■ **Source passage**
========================================
Not only was David eating unhealthily and getting little exercise, but also he was staying up late and sleeping little. The question was, why did he still report he was doing well in regards to mood?
To get to the bottom of the great mood mystery, Dr. Forster and David used extensive mood charts David had been keeping. In his mood charts, David tracked his sleep, the quality of sleep (click the bottom for more information about an app that allows you to track sleep quality), how much he was walking and running in terms of steps, productivity, sensitivity (distress in social situations), and more.
After looking at David’s chart, Dr. Forster noticed that when David had stayed up late, he had talked to a coworker about a problem at work. This problem had caused David a lot of anxiety, and after solving the problem, David had an increased sense of productivity and had a more positive mood. The changes in David’s mood were thus, not related to lack of sleep, but instead a reflection of his increased productivity.
In fact, there were many downsides to the lack of sleep that David was getting that were also revealed in the mood chart. As a result of staying up late, David experienced less deep sleep, which is a time of repair and memory consolidation for the brain. In addition, staying u late limited the amount of social contact David made during the day. He experienced more sensitivity and distress about social contact when he had less sleep. Staying up late made it difficult to engage in social contact. Because exposure to the factor causing anxiety actually decreases the anxiety of the individual, having less exposure to social situations due to staying up later made David more stressed. This relationship between social stress and staying up late was shown on David’s mood chart.
========================================
■ **Data under study**

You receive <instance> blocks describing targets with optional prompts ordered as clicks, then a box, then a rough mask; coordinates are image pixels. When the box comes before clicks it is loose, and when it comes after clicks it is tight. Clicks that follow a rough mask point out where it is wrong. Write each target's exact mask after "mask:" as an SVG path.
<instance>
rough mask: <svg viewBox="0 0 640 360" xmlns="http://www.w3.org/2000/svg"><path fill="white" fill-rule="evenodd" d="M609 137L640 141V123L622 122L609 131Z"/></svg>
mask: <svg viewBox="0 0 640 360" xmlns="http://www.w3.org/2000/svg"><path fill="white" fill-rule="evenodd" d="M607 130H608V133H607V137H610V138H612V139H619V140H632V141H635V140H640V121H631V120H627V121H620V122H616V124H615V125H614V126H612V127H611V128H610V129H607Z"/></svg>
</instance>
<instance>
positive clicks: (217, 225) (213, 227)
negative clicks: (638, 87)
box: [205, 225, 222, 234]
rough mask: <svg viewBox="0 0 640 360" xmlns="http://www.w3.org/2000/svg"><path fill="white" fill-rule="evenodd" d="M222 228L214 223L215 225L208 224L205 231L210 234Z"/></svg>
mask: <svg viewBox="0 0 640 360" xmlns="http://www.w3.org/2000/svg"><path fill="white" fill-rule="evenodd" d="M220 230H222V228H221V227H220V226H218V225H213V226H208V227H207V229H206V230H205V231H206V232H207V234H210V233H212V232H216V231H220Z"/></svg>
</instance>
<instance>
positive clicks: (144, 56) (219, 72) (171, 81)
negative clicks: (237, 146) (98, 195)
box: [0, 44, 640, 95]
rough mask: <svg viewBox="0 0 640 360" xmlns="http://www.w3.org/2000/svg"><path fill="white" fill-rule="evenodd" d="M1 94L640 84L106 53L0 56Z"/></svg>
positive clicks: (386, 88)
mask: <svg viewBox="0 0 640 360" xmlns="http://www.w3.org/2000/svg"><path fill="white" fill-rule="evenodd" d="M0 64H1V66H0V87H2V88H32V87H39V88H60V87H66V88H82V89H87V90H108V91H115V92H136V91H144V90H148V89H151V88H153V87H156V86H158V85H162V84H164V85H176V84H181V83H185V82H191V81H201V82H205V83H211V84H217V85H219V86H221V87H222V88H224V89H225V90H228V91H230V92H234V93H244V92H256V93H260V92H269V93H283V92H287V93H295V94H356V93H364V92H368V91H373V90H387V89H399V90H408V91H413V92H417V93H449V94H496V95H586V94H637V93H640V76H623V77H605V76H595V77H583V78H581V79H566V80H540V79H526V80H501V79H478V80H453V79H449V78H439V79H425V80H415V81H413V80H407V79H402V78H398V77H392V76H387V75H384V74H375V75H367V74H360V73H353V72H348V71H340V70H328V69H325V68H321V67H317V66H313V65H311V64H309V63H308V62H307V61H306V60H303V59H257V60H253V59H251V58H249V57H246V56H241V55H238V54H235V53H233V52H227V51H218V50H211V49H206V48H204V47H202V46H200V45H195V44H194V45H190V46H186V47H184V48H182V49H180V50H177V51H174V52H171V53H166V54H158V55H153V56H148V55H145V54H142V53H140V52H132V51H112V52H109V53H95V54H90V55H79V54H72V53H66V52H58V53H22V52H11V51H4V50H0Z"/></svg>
========================================
■ **Using the information**
1. In the passage about David's mood chart, what did the changes in David's mood turn out to reflect?
2. Set down the stretch of the passage about David's mood chart from "In fact, there" through "David’s mood chart.".
3. Decide whether each statement agrees with the passage about David's mood chart: (a) David's mood charts tracked how much he walked and ran in terms of steps. (b) When David stayed up late, he talked to a coworker about a problem at home. (c) Staying up late gave David more deep sleep.

■ **Responses by task**
1. The changes reflected his increased productivity, not his lack of sleep.

2.
In fact, there were many downsides to the lack of sleep that David was getting that were also revealed in the mood chart. As a result of staying up late, David experienced less deep sleep, which is a time of repair and memory consolidation for the brain. In addition, staying u late limited the amount of social contact David made during the day. He experienced more sensitivity and distress about social contact when he had less sleep. Staying up late made it difficult to engage in social contact. Because exposure to the factor causing anxiety actually decreases the anxiety of the individual, having less exposure to social situations due to staying up later made David more stressed. This relationship between social stress and staying up late was shown on David’s mood chart.

3.
(a) Yes: "how much he was walking and running in terms of steps"
(b) No: "he had talked to a coworker about a problem at work"
(c) No: "David experienced less deep sleep"